Region pointing data:

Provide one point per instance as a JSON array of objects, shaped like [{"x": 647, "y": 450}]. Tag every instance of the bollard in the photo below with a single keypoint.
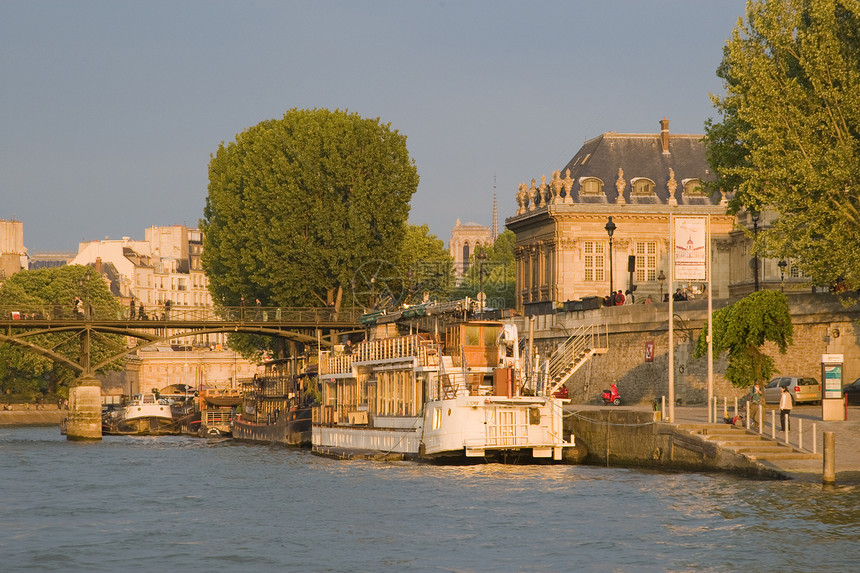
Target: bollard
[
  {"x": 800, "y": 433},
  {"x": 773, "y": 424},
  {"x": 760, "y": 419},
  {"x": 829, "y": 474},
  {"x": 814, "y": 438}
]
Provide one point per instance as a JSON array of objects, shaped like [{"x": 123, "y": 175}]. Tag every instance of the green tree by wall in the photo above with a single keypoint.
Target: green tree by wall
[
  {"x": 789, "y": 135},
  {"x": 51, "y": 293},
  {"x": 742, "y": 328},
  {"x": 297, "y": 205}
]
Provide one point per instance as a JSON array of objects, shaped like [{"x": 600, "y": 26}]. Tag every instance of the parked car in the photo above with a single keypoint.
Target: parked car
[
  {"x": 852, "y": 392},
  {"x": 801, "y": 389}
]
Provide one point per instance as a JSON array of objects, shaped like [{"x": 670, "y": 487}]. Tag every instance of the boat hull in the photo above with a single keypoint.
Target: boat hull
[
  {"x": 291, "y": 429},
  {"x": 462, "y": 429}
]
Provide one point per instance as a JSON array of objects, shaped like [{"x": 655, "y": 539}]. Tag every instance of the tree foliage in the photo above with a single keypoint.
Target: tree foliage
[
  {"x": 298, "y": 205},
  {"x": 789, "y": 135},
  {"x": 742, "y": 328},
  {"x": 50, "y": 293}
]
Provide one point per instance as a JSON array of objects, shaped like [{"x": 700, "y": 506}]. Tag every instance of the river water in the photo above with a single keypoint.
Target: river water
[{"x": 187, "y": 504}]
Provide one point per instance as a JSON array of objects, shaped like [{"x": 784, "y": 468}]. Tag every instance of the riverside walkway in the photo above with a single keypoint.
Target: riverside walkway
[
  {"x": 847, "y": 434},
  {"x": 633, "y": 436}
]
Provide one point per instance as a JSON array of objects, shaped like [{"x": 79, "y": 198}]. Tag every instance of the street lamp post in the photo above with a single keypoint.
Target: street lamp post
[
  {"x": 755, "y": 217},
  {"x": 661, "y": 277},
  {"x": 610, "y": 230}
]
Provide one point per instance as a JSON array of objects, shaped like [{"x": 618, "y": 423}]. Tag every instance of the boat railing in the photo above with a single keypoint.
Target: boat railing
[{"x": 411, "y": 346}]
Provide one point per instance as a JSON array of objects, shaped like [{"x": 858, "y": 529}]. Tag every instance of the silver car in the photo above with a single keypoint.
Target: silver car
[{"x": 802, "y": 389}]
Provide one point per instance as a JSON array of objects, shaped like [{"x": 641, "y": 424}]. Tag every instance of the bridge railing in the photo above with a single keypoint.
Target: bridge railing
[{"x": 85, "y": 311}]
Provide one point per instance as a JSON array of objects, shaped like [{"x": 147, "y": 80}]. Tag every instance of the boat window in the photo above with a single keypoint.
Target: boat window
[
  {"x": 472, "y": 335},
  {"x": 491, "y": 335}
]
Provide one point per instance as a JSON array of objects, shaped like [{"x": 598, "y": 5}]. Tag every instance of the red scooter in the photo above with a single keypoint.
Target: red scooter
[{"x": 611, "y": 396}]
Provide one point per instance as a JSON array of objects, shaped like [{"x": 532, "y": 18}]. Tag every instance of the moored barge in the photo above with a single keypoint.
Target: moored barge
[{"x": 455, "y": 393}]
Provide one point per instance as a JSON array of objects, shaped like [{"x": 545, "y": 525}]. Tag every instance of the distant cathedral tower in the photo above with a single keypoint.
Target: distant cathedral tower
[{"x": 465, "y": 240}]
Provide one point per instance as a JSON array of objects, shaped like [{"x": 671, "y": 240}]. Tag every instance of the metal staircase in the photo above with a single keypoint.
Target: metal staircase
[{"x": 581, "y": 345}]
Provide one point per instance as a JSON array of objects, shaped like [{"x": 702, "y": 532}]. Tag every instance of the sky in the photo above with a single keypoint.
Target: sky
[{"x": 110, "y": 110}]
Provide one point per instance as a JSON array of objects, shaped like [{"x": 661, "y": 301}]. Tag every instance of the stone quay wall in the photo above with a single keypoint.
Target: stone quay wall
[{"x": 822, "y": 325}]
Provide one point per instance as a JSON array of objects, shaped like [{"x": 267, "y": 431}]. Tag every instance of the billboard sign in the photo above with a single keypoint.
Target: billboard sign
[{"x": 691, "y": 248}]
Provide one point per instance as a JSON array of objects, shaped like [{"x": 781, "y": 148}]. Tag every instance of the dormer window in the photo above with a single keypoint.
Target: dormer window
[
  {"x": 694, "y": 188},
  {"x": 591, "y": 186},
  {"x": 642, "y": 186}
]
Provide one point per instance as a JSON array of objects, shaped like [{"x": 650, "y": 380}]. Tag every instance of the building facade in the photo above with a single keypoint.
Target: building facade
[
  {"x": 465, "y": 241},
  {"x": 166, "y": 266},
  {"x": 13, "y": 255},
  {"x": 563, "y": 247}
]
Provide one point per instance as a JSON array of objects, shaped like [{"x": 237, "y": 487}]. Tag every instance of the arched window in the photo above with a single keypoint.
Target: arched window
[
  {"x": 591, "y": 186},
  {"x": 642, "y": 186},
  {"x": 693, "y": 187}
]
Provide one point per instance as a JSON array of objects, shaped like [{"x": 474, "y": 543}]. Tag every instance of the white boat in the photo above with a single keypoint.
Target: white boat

### WORK TASK
Every line of the records above must reappear exactly, though the pictures must not.

### TASK OUTPUT
Provide one point per instance as a JSON array of objects, shaped like [{"x": 647, "y": 450}]. Tag every instance of the bollard in the photo below with a single keypoint.
Target: bollard
[
  {"x": 800, "y": 433},
  {"x": 773, "y": 424},
  {"x": 760, "y": 419},
  {"x": 829, "y": 474},
  {"x": 814, "y": 438}
]
Provide one point per instance as a JSON array of objects, shaped like [{"x": 123, "y": 175}]. Tag every instance of the green tree by wall in the photo above with a single keypoint.
Target: green tree by wall
[
  {"x": 789, "y": 135},
  {"x": 51, "y": 293},
  {"x": 742, "y": 328},
  {"x": 297, "y": 205}
]
Provide one point per instance as a JSON array of objects, shaped like [{"x": 600, "y": 26}]. Tag every instance of the parked car in the photo above with a single keypoint.
Target: parked car
[
  {"x": 852, "y": 392},
  {"x": 801, "y": 389}
]
Provide one point per instance as a JSON array of objects, shaped like [{"x": 670, "y": 487}]. Tag every instance of the boat hull in the photo above with a single keypoint.
Target: boat hull
[
  {"x": 291, "y": 429},
  {"x": 462, "y": 429}
]
Provide one point per instance as a JSON array of objects, shaped like [{"x": 655, "y": 539}]. Tag every instance of the tree foliage in the photo above with a single keypoint.
Target: tree foliage
[
  {"x": 298, "y": 205},
  {"x": 789, "y": 135},
  {"x": 742, "y": 328},
  {"x": 50, "y": 293}
]
Provide one point per instance as a JSON array of objects, shaped like [{"x": 700, "y": 506}]. Tag every instance of the river water in the photo above with a single keypoint.
Target: river water
[{"x": 187, "y": 504}]
Provide one point per instance as a JSON array of objects, shaped like [{"x": 784, "y": 468}]. Tag every instance of the riverside walkway in the photo above with a single keypoint.
Target: riverside walkway
[
  {"x": 847, "y": 434},
  {"x": 633, "y": 436}
]
Provide one point per instance as a JSON array of objects, shaped like [{"x": 79, "y": 198}]. Tag every instance of the street lamp post in the photo above with a single keypoint.
Target: street lamp post
[
  {"x": 755, "y": 217},
  {"x": 661, "y": 277},
  {"x": 610, "y": 230}
]
Provide one point per instance as a JSON array of objects, shaped like [{"x": 618, "y": 423}]. Tag every instance of the boat railing in the photo above with a single keypoint.
Target: boat railing
[{"x": 411, "y": 346}]
Provide one point per instance as a JSON array of objects, shaped like [{"x": 858, "y": 529}]. Tag every instance of the silver car in the photo above with a single keypoint.
Target: silver car
[{"x": 802, "y": 389}]
Provide one point per instance as a JSON array of objects, shaped like [{"x": 641, "y": 424}]. Tag every instance of the bridge railing in the photo above with a single keypoint.
Target: bridge railing
[{"x": 85, "y": 311}]
Provide one point per instance as a JSON array of objects, shaped like [{"x": 147, "y": 80}]. Tag every instance of the boat window in the photo above with a single keypoint.
Target: boat window
[
  {"x": 472, "y": 335},
  {"x": 491, "y": 335}
]
Provide one point per instance as a JSON array of objects, shaped like [{"x": 598, "y": 5}]. Tag every instance of the red scooter in the photo above with a single keypoint.
Target: red scooter
[{"x": 611, "y": 396}]
Provide one point per instance as a JSON array of objects, shaped like [{"x": 532, "y": 18}]. Tag every instance of the moored barge in the photo above with a single keypoint.
Target: moored barge
[{"x": 455, "y": 393}]
Provide one point per instance as a JSON array of objects, shaped like [{"x": 545, "y": 525}]. Tag every instance of the distant cathedral tower in the photo above with a single keypoint.
Target: distant cathedral tower
[{"x": 465, "y": 240}]
Provide one point per instance as a JSON array of objects, shaped like [{"x": 671, "y": 240}]. Tag every instance of the metal staircase in the photo above with a single keypoint.
Target: metal staircase
[{"x": 581, "y": 345}]
Provide one point per instance as a JSON array of objects, shaped like [{"x": 702, "y": 532}]. Tag every instance of the sky in the photo above with a single keypoint.
Target: sky
[{"x": 110, "y": 110}]
Provide one point per instance as a JSON array of objects, shaped like [{"x": 661, "y": 301}]. Tag every instance of the stone quay wall in the photo above with a single keypoint.
Target: stone quay wall
[{"x": 822, "y": 325}]
Provide one point per instance as a JSON array of objects, shaped like [{"x": 267, "y": 431}]. Tag every instance of the billboard sign in the photo above with a single keypoint.
Target: billboard sign
[{"x": 691, "y": 248}]
Provide one point per instance as a JSON array of objects, shaped like [{"x": 781, "y": 148}]. Tag every instance of the dormer window in the photo above with a single keypoint.
Target: dormer window
[
  {"x": 694, "y": 188},
  {"x": 591, "y": 186},
  {"x": 642, "y": 186}
]
Provide one point per instance as a JSON array of objects, shaped like [{"x": 650, "y": 380}]. Tag every instance of the building facade in the photo above with a single keypoint.
Target: building facade
[
  {"x": 465, "y": 241},
  {"x": 166, "y": 266},
  {"x": 13, "y": 255},
  {"x": 563, "y": 247}
]
Provide one point per instance as a JSON array of objects, shaped like [{"x": 237, "y": 487}]. Tag every instance of the arched window in the photo above with a single keypoint.
Target: arched window
[
  {"x": 591, "y": 186},
  {"x": 642, "y": 186},
  {"x": 693, "y": 187}
]
Provide one point per instance as a JSON array of objects, shaped like [{"x": 474, "y": 543}]. Tag every instance of the white boat in the photo above with a single keypoint.
Target: white boat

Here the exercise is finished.